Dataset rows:
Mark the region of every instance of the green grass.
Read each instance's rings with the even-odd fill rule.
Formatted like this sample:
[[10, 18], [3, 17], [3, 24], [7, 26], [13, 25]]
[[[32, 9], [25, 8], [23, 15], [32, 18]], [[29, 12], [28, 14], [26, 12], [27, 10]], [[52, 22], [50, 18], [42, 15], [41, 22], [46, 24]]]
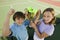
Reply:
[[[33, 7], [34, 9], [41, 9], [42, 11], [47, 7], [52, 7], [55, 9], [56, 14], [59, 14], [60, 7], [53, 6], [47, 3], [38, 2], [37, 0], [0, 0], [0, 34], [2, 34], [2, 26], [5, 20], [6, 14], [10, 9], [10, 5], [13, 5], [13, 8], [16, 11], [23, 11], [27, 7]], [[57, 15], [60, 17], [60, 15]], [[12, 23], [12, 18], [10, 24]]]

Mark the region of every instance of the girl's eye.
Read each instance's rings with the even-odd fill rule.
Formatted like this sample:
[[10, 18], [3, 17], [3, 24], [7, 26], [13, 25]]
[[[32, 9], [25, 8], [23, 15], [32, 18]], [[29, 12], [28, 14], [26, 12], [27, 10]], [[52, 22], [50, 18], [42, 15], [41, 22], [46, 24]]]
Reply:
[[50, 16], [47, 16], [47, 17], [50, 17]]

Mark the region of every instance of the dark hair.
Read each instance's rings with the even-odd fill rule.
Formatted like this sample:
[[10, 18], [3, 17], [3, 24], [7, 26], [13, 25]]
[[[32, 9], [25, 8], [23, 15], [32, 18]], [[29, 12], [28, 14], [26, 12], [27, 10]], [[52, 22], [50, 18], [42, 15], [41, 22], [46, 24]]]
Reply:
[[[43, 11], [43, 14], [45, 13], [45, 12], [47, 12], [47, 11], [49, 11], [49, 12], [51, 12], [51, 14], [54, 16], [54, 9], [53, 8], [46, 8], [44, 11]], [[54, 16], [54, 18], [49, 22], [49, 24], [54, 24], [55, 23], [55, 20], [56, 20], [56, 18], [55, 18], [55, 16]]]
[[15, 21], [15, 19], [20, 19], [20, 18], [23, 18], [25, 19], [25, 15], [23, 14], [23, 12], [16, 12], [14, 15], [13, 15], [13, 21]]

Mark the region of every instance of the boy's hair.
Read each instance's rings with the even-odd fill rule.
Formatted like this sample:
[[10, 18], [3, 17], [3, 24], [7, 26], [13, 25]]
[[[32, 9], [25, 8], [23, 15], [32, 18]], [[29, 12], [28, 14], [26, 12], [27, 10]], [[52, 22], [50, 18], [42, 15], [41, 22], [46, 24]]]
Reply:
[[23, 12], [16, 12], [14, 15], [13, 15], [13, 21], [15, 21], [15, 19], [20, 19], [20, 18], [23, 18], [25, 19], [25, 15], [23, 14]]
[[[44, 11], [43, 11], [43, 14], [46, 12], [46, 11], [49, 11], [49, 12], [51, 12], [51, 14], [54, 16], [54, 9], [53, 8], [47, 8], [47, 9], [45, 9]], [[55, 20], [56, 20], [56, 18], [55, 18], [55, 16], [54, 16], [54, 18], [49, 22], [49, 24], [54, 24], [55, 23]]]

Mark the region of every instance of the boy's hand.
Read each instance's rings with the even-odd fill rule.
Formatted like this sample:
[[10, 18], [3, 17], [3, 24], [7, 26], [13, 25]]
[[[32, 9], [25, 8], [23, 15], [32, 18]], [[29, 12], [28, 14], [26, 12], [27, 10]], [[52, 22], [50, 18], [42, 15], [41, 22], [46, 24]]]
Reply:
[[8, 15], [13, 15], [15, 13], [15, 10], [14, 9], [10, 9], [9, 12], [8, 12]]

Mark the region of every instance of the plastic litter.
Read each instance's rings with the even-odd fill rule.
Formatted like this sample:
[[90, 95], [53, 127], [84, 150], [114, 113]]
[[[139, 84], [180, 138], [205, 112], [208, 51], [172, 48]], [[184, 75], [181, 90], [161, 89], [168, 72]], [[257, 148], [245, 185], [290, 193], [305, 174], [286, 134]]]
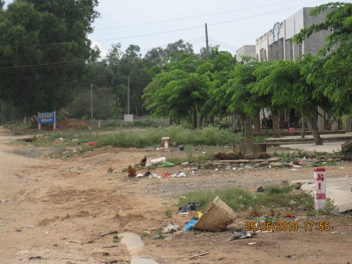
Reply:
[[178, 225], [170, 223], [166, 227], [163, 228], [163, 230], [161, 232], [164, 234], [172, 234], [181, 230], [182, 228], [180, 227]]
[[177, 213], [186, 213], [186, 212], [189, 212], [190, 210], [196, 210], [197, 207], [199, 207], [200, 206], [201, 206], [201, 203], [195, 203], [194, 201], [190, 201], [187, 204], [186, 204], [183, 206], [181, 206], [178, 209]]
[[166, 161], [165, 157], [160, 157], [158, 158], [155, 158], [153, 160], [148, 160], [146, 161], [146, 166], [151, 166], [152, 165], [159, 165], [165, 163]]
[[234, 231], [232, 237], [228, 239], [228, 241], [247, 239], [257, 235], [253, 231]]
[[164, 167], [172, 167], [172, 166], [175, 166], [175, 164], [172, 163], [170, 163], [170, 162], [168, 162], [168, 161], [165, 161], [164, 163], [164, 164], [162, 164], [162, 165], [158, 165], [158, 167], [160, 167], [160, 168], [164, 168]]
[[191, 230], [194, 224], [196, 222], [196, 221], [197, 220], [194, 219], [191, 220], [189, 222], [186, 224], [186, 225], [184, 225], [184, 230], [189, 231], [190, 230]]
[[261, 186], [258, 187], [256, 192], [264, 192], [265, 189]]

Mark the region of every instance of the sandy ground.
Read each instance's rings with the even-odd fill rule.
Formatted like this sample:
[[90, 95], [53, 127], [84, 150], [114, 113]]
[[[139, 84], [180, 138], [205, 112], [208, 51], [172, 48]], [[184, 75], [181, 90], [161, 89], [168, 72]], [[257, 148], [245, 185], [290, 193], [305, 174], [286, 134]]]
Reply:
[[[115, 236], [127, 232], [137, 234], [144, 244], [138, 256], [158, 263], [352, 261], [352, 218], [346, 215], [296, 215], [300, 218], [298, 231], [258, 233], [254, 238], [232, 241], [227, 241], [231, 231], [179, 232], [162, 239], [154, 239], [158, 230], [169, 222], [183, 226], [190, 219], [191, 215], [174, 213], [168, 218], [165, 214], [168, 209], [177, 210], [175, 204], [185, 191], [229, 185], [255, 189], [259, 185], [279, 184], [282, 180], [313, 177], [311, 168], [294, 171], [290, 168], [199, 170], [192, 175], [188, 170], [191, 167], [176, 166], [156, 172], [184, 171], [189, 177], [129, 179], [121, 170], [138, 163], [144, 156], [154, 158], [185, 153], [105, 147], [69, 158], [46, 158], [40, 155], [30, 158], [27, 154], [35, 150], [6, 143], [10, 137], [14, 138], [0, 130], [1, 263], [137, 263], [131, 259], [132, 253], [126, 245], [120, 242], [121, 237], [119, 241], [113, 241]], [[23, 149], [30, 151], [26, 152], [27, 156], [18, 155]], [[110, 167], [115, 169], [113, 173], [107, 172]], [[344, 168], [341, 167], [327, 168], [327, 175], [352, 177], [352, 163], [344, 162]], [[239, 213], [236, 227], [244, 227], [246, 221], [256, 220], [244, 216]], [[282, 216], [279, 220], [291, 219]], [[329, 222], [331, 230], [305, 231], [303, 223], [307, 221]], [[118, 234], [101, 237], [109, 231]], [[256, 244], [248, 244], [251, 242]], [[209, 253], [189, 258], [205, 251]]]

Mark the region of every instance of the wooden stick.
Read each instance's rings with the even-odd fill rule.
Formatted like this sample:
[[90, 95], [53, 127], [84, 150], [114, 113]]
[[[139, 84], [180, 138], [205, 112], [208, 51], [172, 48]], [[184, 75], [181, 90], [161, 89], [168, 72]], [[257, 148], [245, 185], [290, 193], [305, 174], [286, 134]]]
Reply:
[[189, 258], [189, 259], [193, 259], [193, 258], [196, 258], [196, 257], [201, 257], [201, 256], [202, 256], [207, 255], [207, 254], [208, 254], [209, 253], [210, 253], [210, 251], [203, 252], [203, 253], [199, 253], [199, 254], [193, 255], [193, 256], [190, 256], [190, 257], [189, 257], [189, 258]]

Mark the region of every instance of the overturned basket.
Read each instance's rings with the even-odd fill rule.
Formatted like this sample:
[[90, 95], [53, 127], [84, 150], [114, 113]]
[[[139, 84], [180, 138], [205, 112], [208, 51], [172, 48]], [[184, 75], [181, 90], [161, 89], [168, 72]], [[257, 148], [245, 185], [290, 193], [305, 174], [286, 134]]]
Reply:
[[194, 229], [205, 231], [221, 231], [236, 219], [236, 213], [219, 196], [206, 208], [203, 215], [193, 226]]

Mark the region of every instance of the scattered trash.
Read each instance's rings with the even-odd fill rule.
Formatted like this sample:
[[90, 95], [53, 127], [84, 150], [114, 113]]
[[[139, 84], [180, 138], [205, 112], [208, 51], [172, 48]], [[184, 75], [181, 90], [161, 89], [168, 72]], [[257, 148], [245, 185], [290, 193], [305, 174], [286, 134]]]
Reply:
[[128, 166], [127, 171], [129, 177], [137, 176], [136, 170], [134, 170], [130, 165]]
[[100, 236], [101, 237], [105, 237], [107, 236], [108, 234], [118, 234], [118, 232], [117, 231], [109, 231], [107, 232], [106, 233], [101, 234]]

DIRECTIONS:
Please list all lines of the material above that contain the word "every". Case counts.

IN RESPONSE:
Mark the region of every instance of the green grass.
Mark the region of every instance of the girl's eye.
Mark the region of every instance of the dark hair.
Mark the region of every instance of the boy's hair.
Mark the region of every instance of the boy's hand.
Mark the region of every instance of the plastic litter.
Mark the region of every instance of the sandy ground.
Mark the region of every instance of the wooden stick.
Mark the region of every instance of the overturned basket.
Mark the region of every instance of the scattered trash.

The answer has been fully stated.